§ Assignment 1:
Reproduce the article on MLS clubs and positive virus tests word for word, from "What the team" up to and including "have come to.".
§ Assignment 2:
Continue the article on MLS clubs and positive virus tests, beginning right after its last sentence.

§ Passage shown:
—————
That game, as of Friday morning, is still on. But “the match is secondary,” Gonzalez said. “I don’t know if it’ll maintain its current fixture date. I don’t know if it’ll get postponed. I don’t know if we’ll continue in the event.”
Training vs. human health
And now Dallas isn’t alone. The Columbus Crew arrived in Orlando on Sunday. They trained Monday and Tuesday. All early tests came back negative. Then, on Wednesday and/or Thursday, a player tested positive.
And now the Crew, eight days before their opener, face a dilemma so many U.S. sports teams will.
This, again, is likely a case of home-market infection. The player presumably contracted the virus late last week. What league officials can’t know, and won’t know with certainty until next week, is whether the player infected teammates this week.
What the team and league must decide is whether those potentially-infected teammates can keep training. If they quarantine, and don’t train until next week, they’ll be at a competitive disadvantage when matches begin. If they resume training, they could spread the virus to yet more teammates. They could become FC Dallas. They could have to withdraw from the tournament.
The Crew said in a statement they would resume training “pending MLS approval.” We’ll see whether the league grants it. The decision is very clearly one between the competitiveness of a soccer tournament and the health of a couple dozen human beings.
This, in 2020, is what American sports have come to.
—————
§ Provided information:

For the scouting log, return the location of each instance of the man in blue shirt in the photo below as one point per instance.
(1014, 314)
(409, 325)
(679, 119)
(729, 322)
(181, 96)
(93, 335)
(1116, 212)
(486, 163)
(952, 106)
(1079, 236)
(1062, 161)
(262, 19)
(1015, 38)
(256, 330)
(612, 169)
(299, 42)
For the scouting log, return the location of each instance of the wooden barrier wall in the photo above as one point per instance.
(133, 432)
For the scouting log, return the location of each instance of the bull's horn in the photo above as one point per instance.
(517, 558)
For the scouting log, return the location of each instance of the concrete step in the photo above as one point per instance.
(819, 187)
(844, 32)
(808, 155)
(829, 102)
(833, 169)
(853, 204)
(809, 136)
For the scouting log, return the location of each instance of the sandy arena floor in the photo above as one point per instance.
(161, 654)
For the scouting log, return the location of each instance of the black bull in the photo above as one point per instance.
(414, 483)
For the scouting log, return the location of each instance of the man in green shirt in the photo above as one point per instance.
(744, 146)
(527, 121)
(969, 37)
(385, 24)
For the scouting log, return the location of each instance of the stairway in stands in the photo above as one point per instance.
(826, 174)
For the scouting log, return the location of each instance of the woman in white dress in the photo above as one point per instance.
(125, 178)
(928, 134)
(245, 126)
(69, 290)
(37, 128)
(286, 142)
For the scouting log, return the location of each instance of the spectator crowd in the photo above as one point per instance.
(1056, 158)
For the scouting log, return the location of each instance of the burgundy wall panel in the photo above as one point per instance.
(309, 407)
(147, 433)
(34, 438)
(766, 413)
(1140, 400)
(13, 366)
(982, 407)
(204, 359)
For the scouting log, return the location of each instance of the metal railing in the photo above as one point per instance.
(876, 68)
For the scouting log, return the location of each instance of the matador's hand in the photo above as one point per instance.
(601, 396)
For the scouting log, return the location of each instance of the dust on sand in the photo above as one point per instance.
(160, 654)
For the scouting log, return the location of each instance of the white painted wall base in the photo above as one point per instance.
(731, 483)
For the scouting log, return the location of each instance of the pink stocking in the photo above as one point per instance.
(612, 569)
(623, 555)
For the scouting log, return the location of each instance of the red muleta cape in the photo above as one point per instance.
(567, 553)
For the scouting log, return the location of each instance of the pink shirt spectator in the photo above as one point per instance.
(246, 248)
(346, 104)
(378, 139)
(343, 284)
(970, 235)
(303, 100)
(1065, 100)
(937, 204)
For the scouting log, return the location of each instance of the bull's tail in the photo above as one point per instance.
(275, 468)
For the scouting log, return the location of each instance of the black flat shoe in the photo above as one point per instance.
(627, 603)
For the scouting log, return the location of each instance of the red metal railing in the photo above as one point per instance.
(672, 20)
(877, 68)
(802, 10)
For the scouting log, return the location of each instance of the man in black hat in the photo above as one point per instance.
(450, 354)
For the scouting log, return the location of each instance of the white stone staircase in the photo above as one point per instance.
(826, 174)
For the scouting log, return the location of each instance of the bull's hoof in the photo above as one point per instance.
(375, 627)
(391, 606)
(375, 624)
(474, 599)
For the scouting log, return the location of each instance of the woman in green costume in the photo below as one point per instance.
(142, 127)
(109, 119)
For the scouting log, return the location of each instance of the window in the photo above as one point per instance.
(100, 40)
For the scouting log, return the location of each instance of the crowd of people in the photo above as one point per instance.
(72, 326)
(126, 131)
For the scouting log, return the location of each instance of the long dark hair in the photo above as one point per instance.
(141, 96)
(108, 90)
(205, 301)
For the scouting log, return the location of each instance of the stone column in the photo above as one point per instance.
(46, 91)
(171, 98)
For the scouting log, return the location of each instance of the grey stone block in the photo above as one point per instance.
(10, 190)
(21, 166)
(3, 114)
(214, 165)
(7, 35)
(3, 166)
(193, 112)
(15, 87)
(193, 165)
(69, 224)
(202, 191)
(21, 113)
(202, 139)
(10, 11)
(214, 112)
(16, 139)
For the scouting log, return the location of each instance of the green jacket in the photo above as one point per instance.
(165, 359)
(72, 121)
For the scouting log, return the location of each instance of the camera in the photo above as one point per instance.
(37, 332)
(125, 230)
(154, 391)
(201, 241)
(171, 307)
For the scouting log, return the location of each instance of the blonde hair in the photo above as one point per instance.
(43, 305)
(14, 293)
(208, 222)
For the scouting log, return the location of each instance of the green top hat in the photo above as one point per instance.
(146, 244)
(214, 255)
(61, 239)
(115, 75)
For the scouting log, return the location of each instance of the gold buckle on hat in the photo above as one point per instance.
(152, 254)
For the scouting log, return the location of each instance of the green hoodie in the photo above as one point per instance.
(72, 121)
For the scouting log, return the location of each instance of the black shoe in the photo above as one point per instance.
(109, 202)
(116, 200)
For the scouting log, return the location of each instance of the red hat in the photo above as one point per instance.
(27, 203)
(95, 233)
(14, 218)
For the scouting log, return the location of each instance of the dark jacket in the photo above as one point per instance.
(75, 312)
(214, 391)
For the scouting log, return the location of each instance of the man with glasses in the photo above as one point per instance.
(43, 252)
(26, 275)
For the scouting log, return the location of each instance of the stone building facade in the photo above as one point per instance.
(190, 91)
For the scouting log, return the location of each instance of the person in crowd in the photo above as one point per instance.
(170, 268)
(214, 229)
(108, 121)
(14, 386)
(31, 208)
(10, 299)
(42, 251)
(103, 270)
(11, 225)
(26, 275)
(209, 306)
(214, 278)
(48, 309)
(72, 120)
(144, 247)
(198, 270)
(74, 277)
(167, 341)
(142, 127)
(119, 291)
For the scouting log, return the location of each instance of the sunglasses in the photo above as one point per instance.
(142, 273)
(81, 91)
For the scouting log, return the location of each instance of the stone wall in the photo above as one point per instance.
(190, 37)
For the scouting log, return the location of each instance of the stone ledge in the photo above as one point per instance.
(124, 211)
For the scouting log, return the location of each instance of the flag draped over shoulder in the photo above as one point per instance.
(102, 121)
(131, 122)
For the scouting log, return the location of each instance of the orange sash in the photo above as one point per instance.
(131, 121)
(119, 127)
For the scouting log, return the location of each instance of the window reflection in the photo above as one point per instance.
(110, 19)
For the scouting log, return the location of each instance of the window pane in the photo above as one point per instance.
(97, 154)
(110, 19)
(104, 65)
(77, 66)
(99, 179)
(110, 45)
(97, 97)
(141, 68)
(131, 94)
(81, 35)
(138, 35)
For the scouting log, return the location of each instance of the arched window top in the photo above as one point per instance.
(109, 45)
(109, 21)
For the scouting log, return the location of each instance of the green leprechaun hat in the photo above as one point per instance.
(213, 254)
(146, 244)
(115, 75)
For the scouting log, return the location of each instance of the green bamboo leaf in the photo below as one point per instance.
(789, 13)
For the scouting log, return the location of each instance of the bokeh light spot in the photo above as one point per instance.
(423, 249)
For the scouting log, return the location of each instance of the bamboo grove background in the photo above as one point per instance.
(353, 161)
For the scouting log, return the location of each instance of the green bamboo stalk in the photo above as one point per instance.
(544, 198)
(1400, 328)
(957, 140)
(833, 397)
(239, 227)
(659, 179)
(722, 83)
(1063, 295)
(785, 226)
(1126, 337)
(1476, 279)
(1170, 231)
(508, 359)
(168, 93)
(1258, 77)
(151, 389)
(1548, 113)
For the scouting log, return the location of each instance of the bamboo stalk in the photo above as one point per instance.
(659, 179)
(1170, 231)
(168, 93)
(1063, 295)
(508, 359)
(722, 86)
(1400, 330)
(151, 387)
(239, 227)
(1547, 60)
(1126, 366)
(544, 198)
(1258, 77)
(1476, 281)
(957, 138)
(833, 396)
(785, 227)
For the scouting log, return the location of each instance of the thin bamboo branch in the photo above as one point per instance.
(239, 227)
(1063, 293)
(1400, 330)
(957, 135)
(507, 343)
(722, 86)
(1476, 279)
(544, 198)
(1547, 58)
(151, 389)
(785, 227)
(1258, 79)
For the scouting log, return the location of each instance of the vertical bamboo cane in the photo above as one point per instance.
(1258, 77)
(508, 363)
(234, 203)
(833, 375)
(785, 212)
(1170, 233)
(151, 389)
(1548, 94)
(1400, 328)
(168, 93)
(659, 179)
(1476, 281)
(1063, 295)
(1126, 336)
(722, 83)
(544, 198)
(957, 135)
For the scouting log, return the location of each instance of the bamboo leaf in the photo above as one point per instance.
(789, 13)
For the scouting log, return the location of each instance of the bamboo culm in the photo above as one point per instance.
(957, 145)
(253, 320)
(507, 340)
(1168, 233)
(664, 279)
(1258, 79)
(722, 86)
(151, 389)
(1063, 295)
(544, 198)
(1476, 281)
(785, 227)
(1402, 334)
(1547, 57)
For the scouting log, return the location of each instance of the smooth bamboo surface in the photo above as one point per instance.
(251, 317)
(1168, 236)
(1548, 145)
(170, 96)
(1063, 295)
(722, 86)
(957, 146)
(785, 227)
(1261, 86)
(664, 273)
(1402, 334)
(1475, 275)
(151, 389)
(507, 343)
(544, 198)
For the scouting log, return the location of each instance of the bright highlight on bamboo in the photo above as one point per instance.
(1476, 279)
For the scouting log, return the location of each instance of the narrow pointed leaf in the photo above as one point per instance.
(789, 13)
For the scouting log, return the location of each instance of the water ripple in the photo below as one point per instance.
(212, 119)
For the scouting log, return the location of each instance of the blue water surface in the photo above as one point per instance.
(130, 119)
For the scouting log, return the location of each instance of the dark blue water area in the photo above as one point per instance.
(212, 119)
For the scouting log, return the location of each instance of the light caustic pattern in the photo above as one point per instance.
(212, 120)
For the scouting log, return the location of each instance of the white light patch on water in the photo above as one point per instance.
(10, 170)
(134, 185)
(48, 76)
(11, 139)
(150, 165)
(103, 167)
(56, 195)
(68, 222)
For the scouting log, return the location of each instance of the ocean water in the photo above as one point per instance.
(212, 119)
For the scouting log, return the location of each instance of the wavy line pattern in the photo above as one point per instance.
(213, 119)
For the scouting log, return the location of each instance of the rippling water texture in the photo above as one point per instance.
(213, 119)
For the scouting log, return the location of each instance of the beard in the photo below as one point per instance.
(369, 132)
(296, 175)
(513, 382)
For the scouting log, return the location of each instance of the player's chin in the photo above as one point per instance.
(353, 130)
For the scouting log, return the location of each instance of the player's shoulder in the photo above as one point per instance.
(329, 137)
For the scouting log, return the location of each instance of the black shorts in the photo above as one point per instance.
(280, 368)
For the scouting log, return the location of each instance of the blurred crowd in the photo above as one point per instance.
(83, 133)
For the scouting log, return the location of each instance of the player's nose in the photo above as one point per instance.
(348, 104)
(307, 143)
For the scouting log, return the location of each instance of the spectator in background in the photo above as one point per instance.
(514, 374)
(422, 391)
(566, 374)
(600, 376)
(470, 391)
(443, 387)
—————
§ Response area 1:
What the team and league must decide is whether those potentially-infected teammates can keep training. If they quarantine, and don’t train until next week, they’ll be at a competitive disadvantage when matches begin. If they resume training, they could spread the virus to yet more teammates. They could become FC Dallas. They could have to withdraw from the tournament.
The Crew said in a statement they would resume training “pending MLS approval.” We’ll see whether the league grants it. The decision is very clearly one between the competitiveness of a soccer tournament and the health of a couple dozen human beings.
This, in 2020, is what American sports have come to.

§ Response area 2:
‘I don’t know what tomorrow brings’
The NBA isn’t MLS, and its own plan should provide more cover. Whereas MLS teams are arriving in Orlando a week before their first games, NBA teams will arrive three weeks before the restart. Players will be tested on four consecutive days, twice before departure, twice upon arrival. Per the league’s “Health and Safety Protocols” document, which was obtained by Yahoo Sports, players will quarantine in hotel rooms for “approximately 36-48 hours” before team workouts can begin.
Yet this doesn’t eliminate the possibility of an FC Dallas or Columbus Crew situation. A player could contract the virus a day before departure. He wouldn’t test positive until a few days after arrival. He could spread the virus to teammates over the latter half of that interim.
More importantly, these scenarios could arise at any point over the coming months. They will very likely arise in baseball and football without stationary bubbles. One player will test positive. Health authorities will have no idea who else, or how many others, were subsequently infected before the case was detected.
That’s the scary part. It’s why uncertainty flourishes. “Every day we wake up and we don’t know whether there will be a case on our team or someone we’ve been in contact with,” Minnesota United goalkeeper Tyler Miller told ESPN’s Stefano Fusaro on Thursday. “Trying to manage that has been challenging for a lot of guys I’ve spoken with around the league.”
There have also been reports of false positives around MLS. The inconsistency of tests accentuates every unknown. Unknowns make it difficult to focus on soccer.
“Right now we have a roster that can still mathematically compete,” Gonzalez said of FC Dallas. “But then again, there’s tests every day. We’re going to see if there’s more positives. I don’t know what tomorrow brings, or the day after.”
Stuck in his hotel room for three days, Gonzalez said he’d had time to reflect. And perhaps we all should too. The uncertainty, the sickness, the fear … is it really worthwhile? Will the sports even be that enjoyable?
The storylines, if and when the games do begin, won’t be matchups or rivalries or revenge. They’ll be COVID-19 and SARS-CoV-2 and the coronavirus.
Perhaps it’s all financially preferable to the alternative. But it’s going to be frightening. And exhausting.